Extracted data entries

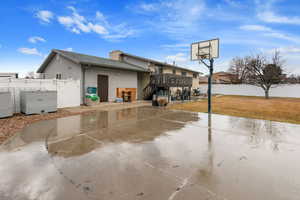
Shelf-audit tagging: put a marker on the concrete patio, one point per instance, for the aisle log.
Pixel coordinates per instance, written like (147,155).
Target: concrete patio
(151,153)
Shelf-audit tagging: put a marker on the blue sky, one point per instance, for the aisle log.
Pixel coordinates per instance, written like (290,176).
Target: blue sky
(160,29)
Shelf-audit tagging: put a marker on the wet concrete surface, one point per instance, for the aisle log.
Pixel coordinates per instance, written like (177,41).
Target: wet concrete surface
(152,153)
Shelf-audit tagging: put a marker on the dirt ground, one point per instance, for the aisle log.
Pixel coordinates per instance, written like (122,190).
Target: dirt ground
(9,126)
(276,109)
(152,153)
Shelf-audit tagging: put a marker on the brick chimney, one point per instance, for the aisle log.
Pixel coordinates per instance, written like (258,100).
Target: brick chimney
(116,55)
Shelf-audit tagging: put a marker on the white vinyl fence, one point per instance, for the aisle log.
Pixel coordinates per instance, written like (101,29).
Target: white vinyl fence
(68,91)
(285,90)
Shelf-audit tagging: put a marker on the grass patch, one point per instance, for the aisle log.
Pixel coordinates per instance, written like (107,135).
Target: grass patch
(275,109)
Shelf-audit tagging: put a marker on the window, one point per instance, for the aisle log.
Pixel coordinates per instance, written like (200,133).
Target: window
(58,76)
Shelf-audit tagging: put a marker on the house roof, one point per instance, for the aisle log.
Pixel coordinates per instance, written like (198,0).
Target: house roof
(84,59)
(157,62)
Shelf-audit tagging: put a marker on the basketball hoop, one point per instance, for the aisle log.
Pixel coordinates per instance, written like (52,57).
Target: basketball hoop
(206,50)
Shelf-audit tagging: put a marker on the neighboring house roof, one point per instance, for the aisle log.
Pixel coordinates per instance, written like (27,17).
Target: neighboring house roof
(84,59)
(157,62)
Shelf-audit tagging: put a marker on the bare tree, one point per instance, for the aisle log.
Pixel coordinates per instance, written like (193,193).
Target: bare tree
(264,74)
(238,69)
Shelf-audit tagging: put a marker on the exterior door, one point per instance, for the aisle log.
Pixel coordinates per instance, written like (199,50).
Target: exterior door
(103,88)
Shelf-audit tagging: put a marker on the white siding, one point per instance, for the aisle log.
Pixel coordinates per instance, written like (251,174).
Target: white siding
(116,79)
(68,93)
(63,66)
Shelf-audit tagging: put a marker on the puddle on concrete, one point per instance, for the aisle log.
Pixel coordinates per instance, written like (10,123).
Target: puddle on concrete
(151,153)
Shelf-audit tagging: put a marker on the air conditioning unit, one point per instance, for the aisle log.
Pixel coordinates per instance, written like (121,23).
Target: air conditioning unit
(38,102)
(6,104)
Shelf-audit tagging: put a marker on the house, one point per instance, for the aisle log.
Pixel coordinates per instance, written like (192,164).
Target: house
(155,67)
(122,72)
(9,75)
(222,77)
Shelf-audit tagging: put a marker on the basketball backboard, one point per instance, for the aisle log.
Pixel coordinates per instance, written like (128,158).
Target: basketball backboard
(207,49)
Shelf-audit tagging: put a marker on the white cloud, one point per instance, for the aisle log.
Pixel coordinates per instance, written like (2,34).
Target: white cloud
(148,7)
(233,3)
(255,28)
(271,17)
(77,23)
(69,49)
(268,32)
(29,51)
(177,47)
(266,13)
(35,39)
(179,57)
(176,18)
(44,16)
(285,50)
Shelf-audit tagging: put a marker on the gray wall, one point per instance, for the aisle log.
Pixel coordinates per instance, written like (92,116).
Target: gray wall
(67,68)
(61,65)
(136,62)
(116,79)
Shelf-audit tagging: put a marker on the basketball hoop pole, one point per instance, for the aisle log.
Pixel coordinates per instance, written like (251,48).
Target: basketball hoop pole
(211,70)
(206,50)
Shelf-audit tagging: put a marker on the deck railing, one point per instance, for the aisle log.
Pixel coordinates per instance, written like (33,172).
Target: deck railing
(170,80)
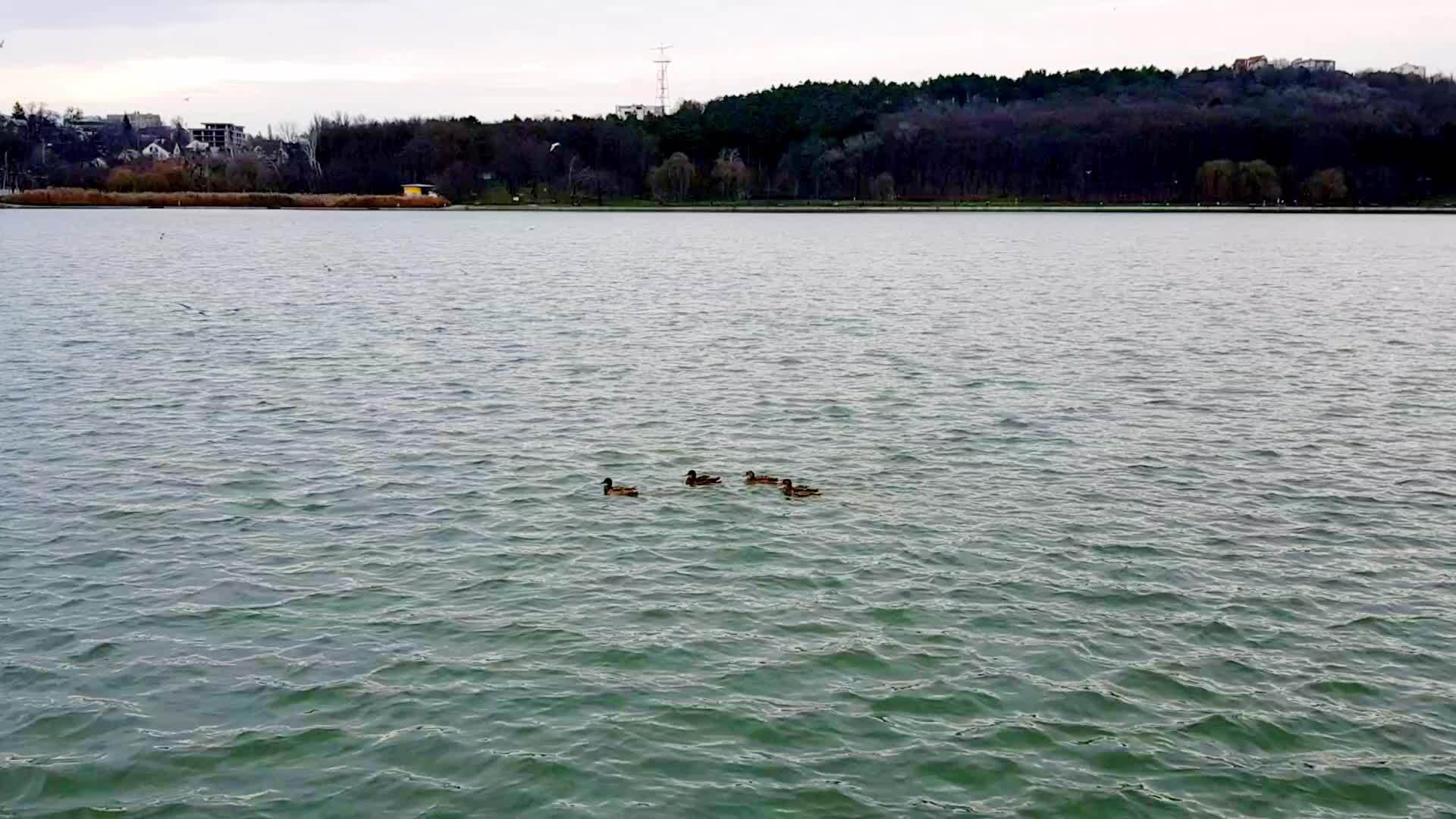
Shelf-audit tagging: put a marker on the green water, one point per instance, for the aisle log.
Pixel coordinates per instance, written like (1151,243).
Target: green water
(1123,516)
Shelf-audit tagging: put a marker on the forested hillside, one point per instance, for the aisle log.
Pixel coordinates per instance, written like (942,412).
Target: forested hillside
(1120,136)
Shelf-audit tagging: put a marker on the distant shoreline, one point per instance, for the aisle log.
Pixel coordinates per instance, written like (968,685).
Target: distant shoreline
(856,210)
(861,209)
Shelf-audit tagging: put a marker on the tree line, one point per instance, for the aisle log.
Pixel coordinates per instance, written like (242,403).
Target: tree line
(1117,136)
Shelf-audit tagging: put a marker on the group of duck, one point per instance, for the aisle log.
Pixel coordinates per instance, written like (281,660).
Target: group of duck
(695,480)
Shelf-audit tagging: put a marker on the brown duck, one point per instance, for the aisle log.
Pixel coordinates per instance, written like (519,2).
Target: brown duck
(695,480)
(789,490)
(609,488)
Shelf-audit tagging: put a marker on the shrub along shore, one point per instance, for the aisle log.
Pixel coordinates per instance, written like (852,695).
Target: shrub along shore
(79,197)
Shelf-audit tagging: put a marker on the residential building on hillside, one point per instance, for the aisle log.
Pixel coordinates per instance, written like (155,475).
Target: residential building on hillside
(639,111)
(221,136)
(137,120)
...
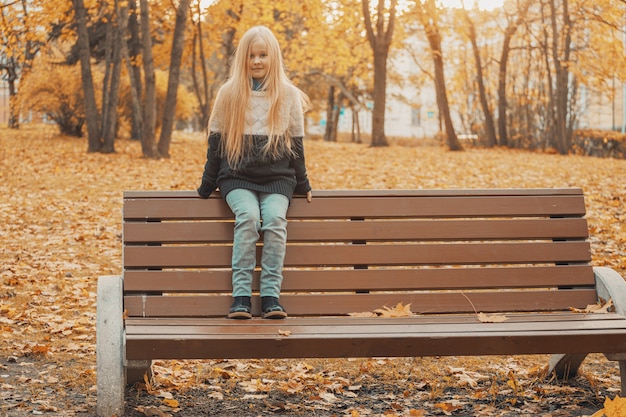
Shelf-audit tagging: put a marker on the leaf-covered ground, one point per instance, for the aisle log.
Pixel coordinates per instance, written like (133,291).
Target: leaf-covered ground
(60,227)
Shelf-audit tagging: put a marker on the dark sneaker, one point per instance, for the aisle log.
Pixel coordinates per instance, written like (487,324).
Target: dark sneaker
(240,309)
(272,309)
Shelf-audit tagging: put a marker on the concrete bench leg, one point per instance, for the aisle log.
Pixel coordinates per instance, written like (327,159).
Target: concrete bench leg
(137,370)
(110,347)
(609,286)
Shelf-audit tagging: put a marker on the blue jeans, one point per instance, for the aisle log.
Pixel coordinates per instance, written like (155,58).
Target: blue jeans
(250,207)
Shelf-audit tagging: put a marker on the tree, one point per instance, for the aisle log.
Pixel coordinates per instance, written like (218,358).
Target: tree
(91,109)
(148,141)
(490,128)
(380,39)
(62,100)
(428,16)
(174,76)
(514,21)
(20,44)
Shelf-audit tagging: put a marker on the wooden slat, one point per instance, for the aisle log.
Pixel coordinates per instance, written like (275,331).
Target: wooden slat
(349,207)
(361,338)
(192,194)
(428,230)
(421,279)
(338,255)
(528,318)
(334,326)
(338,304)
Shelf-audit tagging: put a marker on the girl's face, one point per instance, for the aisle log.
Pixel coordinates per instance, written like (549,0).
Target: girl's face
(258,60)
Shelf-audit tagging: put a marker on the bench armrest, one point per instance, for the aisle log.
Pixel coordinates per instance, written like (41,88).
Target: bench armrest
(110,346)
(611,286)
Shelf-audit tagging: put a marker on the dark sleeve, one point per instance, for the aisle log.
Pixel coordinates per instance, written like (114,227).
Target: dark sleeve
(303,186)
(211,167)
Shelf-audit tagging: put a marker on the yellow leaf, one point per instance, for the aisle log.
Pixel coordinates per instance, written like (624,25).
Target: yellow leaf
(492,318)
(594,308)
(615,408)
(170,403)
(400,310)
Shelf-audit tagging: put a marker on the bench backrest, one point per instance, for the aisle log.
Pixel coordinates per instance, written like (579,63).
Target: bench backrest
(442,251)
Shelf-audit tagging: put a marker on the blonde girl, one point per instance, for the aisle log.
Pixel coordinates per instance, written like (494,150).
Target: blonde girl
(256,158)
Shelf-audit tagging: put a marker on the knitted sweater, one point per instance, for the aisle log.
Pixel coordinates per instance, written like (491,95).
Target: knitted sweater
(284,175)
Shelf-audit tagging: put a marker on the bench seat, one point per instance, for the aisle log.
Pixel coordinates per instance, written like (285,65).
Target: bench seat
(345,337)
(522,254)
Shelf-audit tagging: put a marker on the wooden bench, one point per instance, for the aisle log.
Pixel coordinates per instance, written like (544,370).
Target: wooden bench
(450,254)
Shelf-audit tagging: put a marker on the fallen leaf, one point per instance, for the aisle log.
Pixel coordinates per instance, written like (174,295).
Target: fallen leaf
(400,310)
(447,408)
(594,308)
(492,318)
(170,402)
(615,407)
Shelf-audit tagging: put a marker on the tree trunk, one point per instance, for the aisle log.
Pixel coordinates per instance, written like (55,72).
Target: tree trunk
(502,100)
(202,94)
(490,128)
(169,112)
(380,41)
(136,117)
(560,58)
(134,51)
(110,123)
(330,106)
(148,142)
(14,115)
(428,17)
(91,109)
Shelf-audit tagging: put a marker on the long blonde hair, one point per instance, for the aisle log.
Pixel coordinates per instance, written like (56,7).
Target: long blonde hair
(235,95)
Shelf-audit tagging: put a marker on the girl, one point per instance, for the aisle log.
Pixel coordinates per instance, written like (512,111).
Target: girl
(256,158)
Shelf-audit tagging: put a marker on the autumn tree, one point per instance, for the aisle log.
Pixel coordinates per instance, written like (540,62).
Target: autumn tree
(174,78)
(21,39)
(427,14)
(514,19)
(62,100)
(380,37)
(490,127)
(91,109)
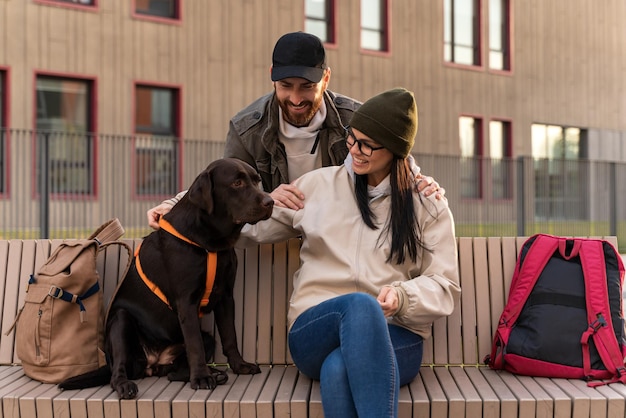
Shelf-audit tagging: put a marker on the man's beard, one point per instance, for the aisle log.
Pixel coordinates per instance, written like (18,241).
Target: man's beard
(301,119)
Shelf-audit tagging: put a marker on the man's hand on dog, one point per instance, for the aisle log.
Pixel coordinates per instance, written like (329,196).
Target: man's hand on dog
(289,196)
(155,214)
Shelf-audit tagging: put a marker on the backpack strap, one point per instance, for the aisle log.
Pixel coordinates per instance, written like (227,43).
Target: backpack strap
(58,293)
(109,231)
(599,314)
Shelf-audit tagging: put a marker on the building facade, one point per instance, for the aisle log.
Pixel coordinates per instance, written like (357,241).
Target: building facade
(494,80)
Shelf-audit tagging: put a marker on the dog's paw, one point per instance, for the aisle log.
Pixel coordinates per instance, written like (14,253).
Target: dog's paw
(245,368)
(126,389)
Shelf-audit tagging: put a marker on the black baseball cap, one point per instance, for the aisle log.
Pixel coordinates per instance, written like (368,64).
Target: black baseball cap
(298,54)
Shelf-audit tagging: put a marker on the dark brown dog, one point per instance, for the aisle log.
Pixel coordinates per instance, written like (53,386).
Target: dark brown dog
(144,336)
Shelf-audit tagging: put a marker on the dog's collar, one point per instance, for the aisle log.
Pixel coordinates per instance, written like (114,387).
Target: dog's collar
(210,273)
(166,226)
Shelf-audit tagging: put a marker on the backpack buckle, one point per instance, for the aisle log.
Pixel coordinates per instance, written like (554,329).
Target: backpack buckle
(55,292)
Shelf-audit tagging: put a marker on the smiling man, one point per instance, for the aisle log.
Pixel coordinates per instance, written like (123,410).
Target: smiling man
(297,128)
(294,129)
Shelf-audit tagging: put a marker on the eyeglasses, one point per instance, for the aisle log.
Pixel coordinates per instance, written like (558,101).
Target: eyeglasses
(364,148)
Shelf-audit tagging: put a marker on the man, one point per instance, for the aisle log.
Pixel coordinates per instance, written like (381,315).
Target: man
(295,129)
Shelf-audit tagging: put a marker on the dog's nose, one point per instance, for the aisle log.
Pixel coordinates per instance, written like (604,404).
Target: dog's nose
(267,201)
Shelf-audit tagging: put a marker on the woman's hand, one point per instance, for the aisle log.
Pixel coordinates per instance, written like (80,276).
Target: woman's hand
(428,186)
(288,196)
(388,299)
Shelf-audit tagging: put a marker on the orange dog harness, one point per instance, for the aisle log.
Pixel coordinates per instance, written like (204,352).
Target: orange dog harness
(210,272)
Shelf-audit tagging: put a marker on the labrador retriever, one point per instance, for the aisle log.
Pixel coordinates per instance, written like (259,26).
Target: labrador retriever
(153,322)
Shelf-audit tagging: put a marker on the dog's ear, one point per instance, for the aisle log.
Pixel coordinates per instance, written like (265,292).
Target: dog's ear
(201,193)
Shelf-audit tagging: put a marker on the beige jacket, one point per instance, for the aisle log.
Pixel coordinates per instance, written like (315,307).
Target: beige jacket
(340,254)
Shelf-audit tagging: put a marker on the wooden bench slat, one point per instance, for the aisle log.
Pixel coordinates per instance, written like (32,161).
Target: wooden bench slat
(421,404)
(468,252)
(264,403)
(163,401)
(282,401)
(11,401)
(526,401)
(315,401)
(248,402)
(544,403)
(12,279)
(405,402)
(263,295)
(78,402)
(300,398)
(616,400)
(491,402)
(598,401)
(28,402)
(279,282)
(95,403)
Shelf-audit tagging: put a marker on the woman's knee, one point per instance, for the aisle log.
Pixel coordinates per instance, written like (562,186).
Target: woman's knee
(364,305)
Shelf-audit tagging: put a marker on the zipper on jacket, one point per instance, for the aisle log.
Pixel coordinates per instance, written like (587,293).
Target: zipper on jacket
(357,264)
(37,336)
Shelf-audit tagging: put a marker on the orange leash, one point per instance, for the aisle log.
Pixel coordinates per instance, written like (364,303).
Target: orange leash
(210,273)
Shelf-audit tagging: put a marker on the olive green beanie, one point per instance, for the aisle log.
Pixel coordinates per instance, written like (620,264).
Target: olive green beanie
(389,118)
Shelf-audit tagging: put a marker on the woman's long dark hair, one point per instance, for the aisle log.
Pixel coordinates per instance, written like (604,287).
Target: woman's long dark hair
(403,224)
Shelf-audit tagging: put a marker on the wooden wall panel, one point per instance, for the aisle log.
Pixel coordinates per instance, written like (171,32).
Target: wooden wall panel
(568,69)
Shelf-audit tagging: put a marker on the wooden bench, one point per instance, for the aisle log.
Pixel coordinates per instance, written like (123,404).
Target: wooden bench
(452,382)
...
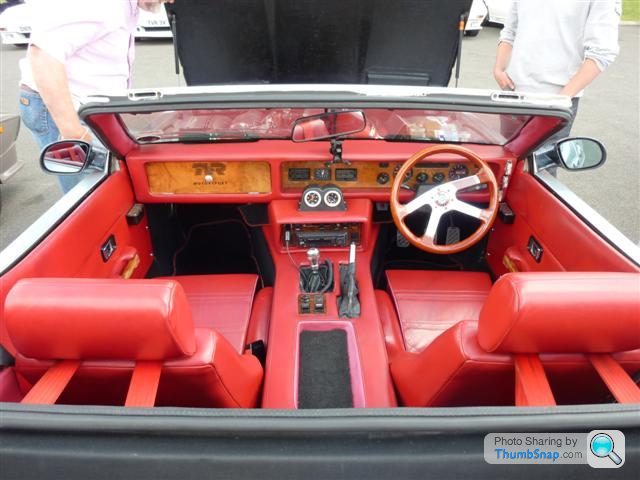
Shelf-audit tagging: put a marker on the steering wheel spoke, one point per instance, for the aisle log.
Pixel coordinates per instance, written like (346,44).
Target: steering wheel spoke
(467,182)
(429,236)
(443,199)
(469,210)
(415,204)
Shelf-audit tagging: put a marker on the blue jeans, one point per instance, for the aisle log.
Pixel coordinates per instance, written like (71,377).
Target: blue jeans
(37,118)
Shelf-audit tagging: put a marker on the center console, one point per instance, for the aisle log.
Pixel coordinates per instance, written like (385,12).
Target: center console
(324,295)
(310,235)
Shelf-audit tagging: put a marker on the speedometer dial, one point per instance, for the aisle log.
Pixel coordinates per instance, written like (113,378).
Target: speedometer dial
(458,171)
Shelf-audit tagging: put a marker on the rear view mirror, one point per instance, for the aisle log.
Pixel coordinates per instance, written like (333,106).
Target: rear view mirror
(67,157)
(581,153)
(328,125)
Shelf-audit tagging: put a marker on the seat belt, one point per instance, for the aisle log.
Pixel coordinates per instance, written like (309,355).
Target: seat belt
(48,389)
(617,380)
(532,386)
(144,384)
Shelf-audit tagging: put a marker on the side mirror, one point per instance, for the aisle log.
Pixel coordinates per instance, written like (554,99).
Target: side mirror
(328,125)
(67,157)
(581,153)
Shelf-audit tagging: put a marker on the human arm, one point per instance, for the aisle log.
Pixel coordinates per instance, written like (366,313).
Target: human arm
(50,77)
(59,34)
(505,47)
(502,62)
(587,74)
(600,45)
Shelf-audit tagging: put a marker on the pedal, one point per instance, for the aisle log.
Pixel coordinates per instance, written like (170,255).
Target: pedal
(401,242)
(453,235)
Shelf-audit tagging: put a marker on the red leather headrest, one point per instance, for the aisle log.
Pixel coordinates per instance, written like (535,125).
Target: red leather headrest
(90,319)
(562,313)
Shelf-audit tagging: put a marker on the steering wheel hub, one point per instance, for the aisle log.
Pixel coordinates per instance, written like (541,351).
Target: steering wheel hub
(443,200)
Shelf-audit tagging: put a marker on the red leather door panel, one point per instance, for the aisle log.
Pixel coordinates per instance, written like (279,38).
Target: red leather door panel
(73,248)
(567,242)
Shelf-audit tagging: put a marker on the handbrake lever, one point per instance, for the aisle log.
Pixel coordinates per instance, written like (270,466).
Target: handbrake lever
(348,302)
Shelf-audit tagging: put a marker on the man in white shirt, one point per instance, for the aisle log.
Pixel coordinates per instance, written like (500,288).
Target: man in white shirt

GIVEN TASK
Repeat word for word the part of the entries that opens with the line containing "Shelf-audit tagging: put a marker on the handbrake" and closes with the line containing "Target: man in white shirt".

EXERCISE SOLUTION
Shelf-audit tagging: put a marker on the handbrake lever, one point per instance, for the aisle log.
Pixel coordinates per instance, written like (270,466).
Target: handbrake lever
(348,302)
Shelf-audit tagging: put a marker on the man in white shirt, one point per instance, for the aisle log.
Pixel coordinates per instance, written like (500,288).
Target: man in white shirt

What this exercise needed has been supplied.